_Assignment_:
An exact, complete copy of the entries is needed, with the pictures left out.

= Beginning of Section =

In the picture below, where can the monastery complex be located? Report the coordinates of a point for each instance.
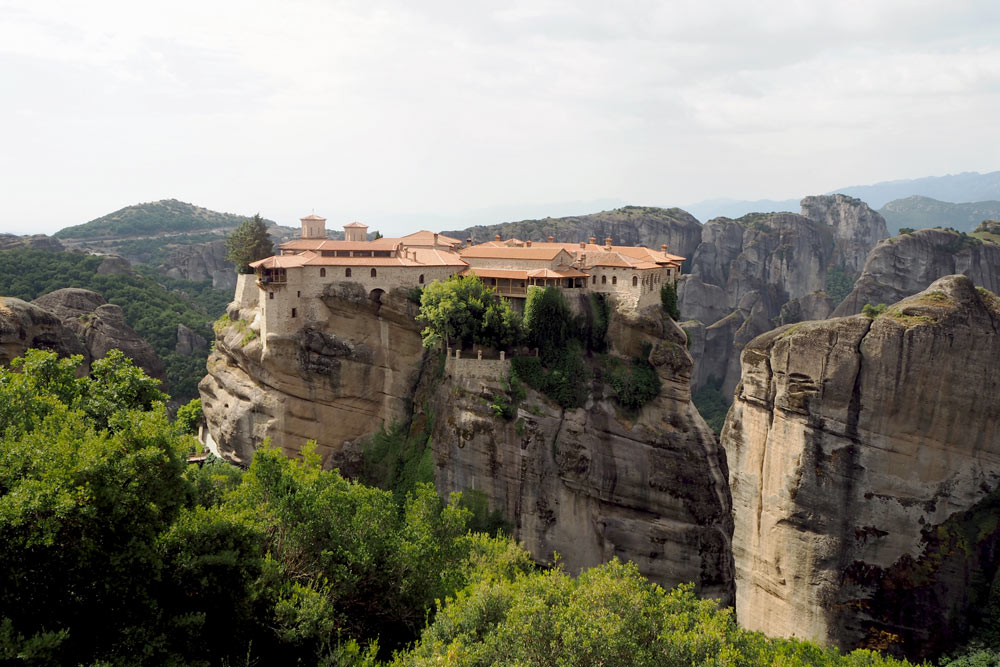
(290, 285)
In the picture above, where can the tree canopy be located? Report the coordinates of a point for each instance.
(248, 243)
(462, 310)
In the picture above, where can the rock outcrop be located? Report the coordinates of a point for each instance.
(201, 262)
(31, 242)
(749, 275)
(25, 325)
(908, 263)
(337, 379)
(864, 460)
(101, 326)
(630, 225)
(857, 228)
(593, 483)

= End of Section =

_Solution to this problem_:
In the picture below, where can the monastery complex be located? Report the coordinates of a point for each instance.
(290, 285)
In the picture above, where can the tree canopy be located? Report the coordinates of a point for each instance.
(248, 243)
(462, 310)
In the picture above, where can the rock outcrop be located? Report the coordinates of a point for each instance.
(201, 262)
(31, 242)
(749, 275)
(25, 325)
(908, 263)
(337, 379)
(864, 460)
(101, 326)
(630, 225)
(857, 228)
(593, 483)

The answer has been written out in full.